Stored data entries:
▶

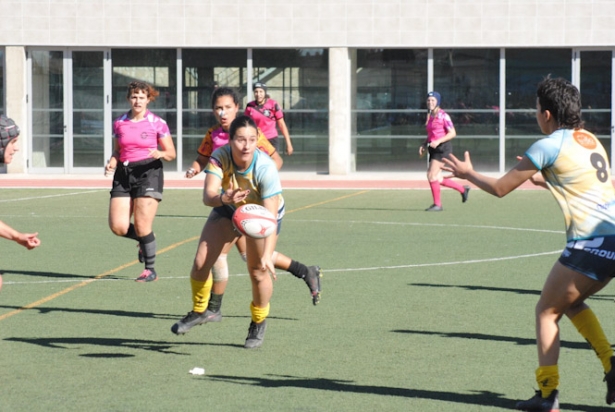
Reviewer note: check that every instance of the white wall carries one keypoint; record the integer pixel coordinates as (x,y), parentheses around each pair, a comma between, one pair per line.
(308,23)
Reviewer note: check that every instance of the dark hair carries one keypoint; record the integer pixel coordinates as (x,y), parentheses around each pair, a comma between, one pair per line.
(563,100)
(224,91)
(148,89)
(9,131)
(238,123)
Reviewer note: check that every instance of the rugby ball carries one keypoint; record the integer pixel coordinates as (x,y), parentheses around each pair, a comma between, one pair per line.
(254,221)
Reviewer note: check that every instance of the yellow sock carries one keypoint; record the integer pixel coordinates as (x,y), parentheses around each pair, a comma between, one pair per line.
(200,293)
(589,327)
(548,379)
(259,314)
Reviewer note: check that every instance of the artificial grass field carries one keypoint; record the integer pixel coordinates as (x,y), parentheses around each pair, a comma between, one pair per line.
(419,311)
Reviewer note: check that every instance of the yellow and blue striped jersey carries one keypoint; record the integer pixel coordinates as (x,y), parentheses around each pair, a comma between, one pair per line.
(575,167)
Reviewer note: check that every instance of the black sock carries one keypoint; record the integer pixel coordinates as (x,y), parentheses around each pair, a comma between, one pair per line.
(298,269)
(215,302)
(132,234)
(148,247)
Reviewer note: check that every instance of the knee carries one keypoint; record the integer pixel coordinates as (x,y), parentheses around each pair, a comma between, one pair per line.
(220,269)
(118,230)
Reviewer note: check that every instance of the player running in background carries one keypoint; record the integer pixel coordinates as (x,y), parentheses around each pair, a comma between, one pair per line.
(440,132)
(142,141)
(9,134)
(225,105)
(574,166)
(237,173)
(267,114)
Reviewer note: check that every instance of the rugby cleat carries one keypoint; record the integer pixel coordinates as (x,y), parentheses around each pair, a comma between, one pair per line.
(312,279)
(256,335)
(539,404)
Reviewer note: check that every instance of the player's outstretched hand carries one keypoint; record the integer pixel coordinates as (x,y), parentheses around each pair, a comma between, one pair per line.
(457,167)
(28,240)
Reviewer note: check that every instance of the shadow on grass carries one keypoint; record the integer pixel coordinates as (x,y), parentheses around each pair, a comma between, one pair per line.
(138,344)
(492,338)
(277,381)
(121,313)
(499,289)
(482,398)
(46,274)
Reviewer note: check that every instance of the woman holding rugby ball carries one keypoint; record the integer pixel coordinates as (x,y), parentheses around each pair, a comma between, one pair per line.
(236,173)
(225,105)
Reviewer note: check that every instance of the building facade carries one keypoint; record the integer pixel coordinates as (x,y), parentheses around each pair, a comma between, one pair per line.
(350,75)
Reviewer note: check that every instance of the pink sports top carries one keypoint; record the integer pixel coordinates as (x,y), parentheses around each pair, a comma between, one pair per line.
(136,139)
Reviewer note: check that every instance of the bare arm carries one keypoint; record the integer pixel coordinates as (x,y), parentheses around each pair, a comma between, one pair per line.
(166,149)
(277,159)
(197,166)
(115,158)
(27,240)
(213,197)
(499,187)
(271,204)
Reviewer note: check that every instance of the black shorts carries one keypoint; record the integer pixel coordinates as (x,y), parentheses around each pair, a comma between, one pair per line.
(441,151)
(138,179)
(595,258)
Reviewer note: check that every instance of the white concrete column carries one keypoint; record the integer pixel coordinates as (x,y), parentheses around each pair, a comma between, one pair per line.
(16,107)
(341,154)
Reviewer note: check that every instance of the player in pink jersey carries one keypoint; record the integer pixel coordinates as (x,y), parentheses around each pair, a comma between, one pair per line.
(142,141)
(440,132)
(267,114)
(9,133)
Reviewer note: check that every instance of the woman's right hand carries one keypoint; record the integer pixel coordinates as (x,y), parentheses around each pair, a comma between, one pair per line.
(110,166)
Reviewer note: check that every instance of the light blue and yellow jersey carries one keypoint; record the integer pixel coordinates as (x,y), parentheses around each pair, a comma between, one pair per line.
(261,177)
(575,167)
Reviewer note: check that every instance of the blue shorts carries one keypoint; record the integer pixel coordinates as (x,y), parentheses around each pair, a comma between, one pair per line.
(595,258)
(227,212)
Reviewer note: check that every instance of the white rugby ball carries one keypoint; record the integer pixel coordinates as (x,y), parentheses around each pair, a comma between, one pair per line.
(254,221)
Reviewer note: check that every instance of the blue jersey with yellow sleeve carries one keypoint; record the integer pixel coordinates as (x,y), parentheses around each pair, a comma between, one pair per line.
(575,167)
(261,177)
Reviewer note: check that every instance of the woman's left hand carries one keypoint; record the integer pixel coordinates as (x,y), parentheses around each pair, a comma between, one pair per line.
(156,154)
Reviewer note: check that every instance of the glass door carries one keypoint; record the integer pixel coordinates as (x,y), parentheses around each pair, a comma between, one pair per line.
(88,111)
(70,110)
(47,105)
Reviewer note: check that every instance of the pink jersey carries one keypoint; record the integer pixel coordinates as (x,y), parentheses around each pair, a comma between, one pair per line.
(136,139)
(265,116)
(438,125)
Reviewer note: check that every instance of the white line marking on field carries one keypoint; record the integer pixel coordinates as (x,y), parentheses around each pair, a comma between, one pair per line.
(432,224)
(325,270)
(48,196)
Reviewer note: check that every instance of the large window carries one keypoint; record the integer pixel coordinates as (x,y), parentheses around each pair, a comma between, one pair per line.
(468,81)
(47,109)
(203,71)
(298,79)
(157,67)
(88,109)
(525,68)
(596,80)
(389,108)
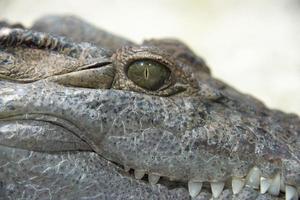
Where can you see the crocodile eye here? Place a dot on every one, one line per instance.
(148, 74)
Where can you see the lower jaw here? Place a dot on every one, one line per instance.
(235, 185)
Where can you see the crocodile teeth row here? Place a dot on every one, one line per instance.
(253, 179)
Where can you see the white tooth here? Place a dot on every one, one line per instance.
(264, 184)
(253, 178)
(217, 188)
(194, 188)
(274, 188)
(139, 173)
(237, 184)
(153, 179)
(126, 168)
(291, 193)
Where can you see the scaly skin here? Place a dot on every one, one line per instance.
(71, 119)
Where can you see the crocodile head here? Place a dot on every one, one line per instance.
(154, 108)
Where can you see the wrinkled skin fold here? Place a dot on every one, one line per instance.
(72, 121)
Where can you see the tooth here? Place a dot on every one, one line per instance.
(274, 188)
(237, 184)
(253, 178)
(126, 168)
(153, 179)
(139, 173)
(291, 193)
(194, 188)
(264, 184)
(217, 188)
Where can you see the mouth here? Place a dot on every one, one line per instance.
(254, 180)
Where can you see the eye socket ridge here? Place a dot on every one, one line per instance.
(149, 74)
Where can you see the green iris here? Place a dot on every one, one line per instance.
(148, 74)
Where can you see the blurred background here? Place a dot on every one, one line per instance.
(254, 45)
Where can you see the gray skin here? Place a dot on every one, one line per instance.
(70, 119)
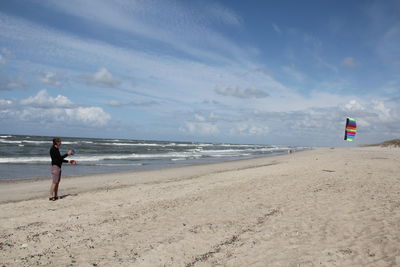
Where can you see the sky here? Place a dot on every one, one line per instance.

◀

**Brief:**
Repeat every entry exactly, but leave out the pictures.

**Response to the exercise:**
Reviewer note: check that every instance of the white wall carries one keypoint; record the integer pixel coordinates as (x,y), parentheses around each pair, a comma between, one pair per line.
(308,23)
Reviewer note: check that every instance of the dark hair carries one keypoint; record the integer pixel coordinates as (x,y), parentheses around each pair, a comma between, one pair per line.
(563,100)
(224,91)
(148,89)
(9,131)
(238,123)
Reviewer note: check that every instance of the rugby ball carries one keypoint; record the integer pixel coordinates as (x,y), parentheses around each pair, a comma between, one pair per line.
(254,221)
Reviewer note: check that every instance of the yellow sock carries one keypoint; record the integer pixel coordinates as (x,y), parentheses around each pair, a comma between, one pair per line.
(200,293)
(589,327)
(548,379)
(259,314)
Reviewer note: check that every instance of the artificial grass field carries one keypoint; record the integer pixel coordinates as (x,y), parentheses around each pair, a comma between, one pair per line.
(419,311)
Reviewer note: check that every instance of the yellow and blue striped jersey carries one keypoint; record the integer pixel coordinates as (x,y), parentheses around each pair, a comma between, one pair per line.
(575,167)
Reviewer note: check that every instance of the black sock carries one keypoint; record the integer pixel coordinates as (x,y), parentheses around each pair, a comma between, one pair per line.
(298,269)
(215,302)
(132,234)
(148,247)
Reviewer note: check that every instance of the knee carries one keypoint; record the integer pixel coordinates as (x,y), parentheses around each pair, a comma between, one pair per line.
(220,269)
(118,230)
Reviewer note: check that every instance of the player running in background carries one keypoint; record the integer pixel coordinates as (x,y), parentheses around each pair, a comma between, one pair per line.
(440,132)
(142,141)
(9,134)
(225,105)
(574,166)
(237,173)
(267,114)
Reviewer note: check that every instance of the rugby cleat carries one keypoint; record the integer pixel coordinates as (x,y), parentheses around each pair, a comma between, one pair per line.
(312,279)
(256,335)
(539,404)
Reviewer note: check that every instance of the player's outstretched hand carries one keypoint; record the integer pixel coordinates as (x,y), parentheses around each pair, a comma between, one pair per line.
(457,167)
(28,240)
Reviewer note: check that every instance of the shadow on grass carries one keypoint; record the integer pixel coordinates as (x,y), parentheses around each pair, a comma between, one pair per line.
(138,344)
(492,338)
(277,381)
(121,313)
(499,289)
(482,398)
(46,274)
Reviewer note: check that every instance of the woman holding rugby ball carries one keypoint; record the integer pixel coordinates as (x,y), parentheses around each pair, a comma between, one pair per line.
(236,173)
(225,105)
Reviewer note: check that every instance of the building facade carries one keypoint; record the integer pixel coordinates as (x,y), parentheses around each pair, a comma between, one pair per line.
(350,75)
Reviewer note: check that every instance of the pink sports top carries one keypoint; record the integer pixel coordinates as (x,y), parentheses around each pair, a comma between, one pair per line.
(136,139)
Reviewer note: check that every instance of the bare arm carries one keypoint; record the integer pixel coordinates as (x,y), parentheses around each pair, a comma between, one pair per line.
(166,149)
(277,159)
(197,166)
(115,158)
(27,240)
(213,197)
(499,187)
(271,204)
Reviewer note: check that every instance of the black shorts carries one keypoint; record the integer pixel coordinates as (x,y), parentheses around each pair, a comma between, one pair per line.
(441,151)
(138,179)
(595,258)
Reviewer note: check that every instance of the white concrete column carries one keypoint; record the integer pixel coordinates as (x,y), parentheses around each pair, a comma between, one pair per line.
(16,107)
(341,154)
Reviewer note: check that every instance of the player in pink jersey carries one keypoint; record the integer pixel coordinates as (x,y), parentheses around each pair, a comma between, one pair per line.
(142,141)
(440,132)
(267,114)
(9,133)
Reviewer note: check that every instance of the woman's right hand carries one keypoint; record the integer pixel coordinates as (x,y), parentheses around each pair, a comma between, one pair per line.
(110,166)
Reviewer note: check that every instance of the light blue and yellow jersey carries one keypoint; record the integer pixel coordinates as (x,y), parentheses around each pair, a comma between, one pair per line.
(261,177)
(575,167)
Reviewer note: check that every instance of the blue shorts carries one keypoint; record the integer pixel coordinates as (x,y), parentheses around each pair, a comma between, one pair per line.
(595,258)
(227,212)
Reviewer note: check that every instance of the white rugby ball carries one keypoint; record the integer pixel coordinates as (x,y), parentheses around each pair, a comma between, one pair per line.
(254,221)
Reviewer note: check that every instance of the blue jersey with yellow sleeve carries one keypoint; record the integer pixel coordinates as (x,y), parentheses around each pair, a comma between, one pair per line.
(575,167)
(261,177)
Reviewer note: check that every instance of the woman's left hand carries one keypoint; record the integer pixel coordinates as (x,y), parentheses around each pair, a comma between, one pair per line.
(156,154)
Reviewer note: check that every instance of the glass door carries one keypoint; record the integer pixel coordinates as (x,y), parentheses around each pair, a comma between, one pair per line.
(88,111)
(70,110)
(47,105)
Reviewer note: check that every instance of the pink jersey carries one keypoint; record the integer pixel coordinates as (x,y), parentheses around each pair, a comma between, one pair per line.
(136,139)
(265,116)
(438,125)
Reviewer note: check that every instance of the white line marking on field carries one keypoint; record the integer pixel coordinates as (x,y), parentheses around each pair, a comma between, one pair per line.
(432,224)
(325,270)
(48,196)
Reviewer note: check that every instance of the large window carries one keypoint; record the integer pixel coordinates as (x,y), parentheses around each pair, a comma between, one pair per line.
(468,81)
(47,109)
(203,71)
(298,79)
(157,67)
(88,109)
(525,68)
(596,80)
(389,108)
Where can you see the crocodile eye here? Place a dot on every one, one line per instance.
(148, 74)
Where can you see the lower jaw here? Place a dot on every one, one line per instance.
(235, 185)
Where can you see the crocodile teeth row here? Place a dot on every one, one line per instance.
(253, 179)
Where can you see the white tooth here? Place a dot on every one, one line per instance.
(264, 184)
(253, 178)
(217, 188)
(194, 188)
(274, 188)
(139, 173)
(237, 184)
(153, 179)
(126, 168)
(291, 193)
Where can you see the scaly skin here? Place a dot on every one, one line per instance.
(71, 119)
Where can you see the crocodile head here? Place a dot on every one, one line per instance.
(154, 108)
Where can you see the wrinkled skin fold here? Place a dot on every one, one line per instance.
(72, 121)
Where can you see the tooth here? Place a dot on every one, one line per instance.
(274, 188)
(237, 184)
(253, 178)
(126, 168)
(153, 179)
(139, 173)
(291, 193)
(194, 188)
(264, 184)
(217, 188)
Where can you see the mouth here? Place a dot on every one, one line per instance.
(254, 180)
Where can you see the eye socket ridge here? Place a dot on every one, one line per instance.
(149, 74)
Where can you see the green iris here? Place a dot on every one, one line per instance.
(148, 74)
Where can you see the blurred background here? Place a dot on every one, one line per instance.
(254, 45)
Where can you see the gray skin here? Place a dot on every one, one line per instance.
(70, 119)
Where can you see the sky here? Place a dot on every one, one line per instance.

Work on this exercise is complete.